**Short exercise:** Find every line in the material below that contains the word "pink" and copy each of those lines.

=== Source data ===

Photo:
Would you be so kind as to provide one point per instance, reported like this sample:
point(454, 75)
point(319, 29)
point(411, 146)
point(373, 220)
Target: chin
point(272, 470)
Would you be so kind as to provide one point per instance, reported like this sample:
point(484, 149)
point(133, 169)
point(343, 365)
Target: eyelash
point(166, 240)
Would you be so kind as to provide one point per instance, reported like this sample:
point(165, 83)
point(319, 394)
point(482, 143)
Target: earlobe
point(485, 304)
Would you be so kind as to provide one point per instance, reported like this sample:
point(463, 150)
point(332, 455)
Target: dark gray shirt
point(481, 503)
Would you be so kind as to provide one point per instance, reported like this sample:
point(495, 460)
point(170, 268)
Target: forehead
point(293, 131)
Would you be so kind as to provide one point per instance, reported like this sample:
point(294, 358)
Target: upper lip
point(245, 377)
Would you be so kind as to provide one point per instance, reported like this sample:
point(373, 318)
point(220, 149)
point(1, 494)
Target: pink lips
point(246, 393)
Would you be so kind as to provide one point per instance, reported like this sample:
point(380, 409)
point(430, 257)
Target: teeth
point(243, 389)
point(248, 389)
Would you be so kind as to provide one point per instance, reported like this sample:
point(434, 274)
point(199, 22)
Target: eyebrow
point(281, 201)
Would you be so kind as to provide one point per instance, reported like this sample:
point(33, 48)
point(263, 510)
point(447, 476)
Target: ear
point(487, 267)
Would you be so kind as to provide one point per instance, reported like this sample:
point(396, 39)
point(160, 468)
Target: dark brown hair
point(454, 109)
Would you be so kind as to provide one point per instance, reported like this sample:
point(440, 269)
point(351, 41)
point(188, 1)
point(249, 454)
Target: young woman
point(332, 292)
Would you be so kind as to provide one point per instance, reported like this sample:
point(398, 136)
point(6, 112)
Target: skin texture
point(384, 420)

===
=== Source data ===

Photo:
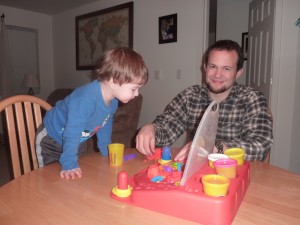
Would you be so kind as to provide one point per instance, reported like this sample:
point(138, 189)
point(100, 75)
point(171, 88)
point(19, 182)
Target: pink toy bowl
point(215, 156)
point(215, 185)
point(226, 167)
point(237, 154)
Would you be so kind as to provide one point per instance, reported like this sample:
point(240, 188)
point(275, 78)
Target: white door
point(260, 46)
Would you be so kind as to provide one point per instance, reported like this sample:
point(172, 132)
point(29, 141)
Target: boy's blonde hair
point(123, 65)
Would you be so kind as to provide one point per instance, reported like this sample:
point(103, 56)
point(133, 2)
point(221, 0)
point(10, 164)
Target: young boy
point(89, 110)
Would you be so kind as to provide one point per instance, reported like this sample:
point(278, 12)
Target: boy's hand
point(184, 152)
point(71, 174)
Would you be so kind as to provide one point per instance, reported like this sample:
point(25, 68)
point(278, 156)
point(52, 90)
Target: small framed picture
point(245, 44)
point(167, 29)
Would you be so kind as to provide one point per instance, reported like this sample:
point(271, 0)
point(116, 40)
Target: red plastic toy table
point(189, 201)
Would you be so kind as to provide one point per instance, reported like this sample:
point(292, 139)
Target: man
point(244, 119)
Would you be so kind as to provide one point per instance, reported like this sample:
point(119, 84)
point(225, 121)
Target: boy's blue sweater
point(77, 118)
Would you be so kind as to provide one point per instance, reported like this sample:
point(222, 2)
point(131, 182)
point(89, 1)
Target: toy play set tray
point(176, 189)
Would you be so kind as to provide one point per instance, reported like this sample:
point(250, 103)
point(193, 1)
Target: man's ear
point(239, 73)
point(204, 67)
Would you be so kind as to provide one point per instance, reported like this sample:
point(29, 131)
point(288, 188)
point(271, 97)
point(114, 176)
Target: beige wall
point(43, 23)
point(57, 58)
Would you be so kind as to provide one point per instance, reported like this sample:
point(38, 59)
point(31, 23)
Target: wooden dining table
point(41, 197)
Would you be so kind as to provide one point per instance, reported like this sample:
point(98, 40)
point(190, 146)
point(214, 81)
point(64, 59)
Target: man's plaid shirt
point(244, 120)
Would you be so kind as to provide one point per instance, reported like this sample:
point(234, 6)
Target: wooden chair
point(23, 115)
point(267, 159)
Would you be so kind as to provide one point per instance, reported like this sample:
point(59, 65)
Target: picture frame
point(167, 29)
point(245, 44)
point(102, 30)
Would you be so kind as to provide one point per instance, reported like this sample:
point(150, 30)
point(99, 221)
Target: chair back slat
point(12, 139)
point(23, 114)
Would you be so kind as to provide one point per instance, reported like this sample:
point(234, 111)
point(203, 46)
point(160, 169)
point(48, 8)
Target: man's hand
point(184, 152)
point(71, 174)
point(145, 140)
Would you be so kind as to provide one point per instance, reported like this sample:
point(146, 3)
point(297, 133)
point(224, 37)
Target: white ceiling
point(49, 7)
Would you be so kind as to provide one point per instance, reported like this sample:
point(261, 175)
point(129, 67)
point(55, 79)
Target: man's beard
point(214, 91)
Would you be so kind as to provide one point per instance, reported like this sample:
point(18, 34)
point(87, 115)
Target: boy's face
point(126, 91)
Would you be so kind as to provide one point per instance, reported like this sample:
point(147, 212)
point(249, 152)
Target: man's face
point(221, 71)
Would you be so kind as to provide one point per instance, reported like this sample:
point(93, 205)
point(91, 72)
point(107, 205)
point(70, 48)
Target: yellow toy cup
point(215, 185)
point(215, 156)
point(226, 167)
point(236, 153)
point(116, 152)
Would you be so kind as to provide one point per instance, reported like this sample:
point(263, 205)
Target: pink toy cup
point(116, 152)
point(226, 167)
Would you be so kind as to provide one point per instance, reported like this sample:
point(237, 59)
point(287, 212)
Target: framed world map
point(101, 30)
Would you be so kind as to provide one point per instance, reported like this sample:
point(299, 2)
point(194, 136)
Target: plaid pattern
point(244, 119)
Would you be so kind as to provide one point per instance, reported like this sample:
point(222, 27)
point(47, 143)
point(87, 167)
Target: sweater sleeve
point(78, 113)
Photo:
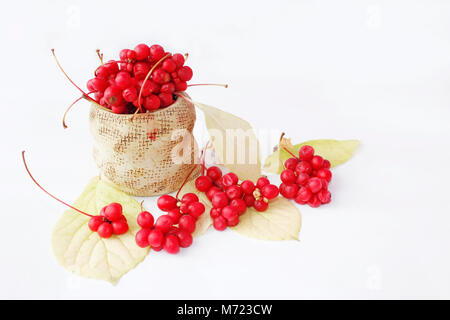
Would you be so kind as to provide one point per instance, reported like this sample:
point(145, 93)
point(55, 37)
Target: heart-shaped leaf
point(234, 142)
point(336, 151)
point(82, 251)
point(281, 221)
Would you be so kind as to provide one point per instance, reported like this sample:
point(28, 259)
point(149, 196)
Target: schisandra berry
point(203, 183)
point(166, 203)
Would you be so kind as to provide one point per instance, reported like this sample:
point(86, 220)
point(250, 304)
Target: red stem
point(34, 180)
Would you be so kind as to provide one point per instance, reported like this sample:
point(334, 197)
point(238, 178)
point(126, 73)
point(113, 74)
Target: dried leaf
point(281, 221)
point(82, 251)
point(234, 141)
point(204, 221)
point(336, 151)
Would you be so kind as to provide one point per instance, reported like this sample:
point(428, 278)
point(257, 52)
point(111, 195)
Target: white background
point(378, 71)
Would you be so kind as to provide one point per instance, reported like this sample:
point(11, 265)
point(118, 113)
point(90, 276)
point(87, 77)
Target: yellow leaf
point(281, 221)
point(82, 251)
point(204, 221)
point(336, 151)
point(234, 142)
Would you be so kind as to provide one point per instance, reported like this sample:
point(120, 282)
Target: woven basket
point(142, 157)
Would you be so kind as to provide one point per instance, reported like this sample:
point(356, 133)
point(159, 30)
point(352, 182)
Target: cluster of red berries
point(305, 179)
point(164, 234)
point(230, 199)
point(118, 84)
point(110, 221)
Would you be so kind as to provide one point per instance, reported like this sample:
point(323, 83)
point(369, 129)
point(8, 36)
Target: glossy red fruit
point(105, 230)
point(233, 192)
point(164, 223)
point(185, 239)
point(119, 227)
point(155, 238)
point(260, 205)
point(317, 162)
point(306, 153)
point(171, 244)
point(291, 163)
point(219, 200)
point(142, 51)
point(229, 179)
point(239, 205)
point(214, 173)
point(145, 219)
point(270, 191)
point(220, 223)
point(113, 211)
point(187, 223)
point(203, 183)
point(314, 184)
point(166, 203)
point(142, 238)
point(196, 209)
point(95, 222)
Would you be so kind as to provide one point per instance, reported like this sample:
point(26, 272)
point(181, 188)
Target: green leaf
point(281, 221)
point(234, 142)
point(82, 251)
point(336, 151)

===

**The solution:**
Target: pink lips
Target: pink toy bowl
Target: pink toy cup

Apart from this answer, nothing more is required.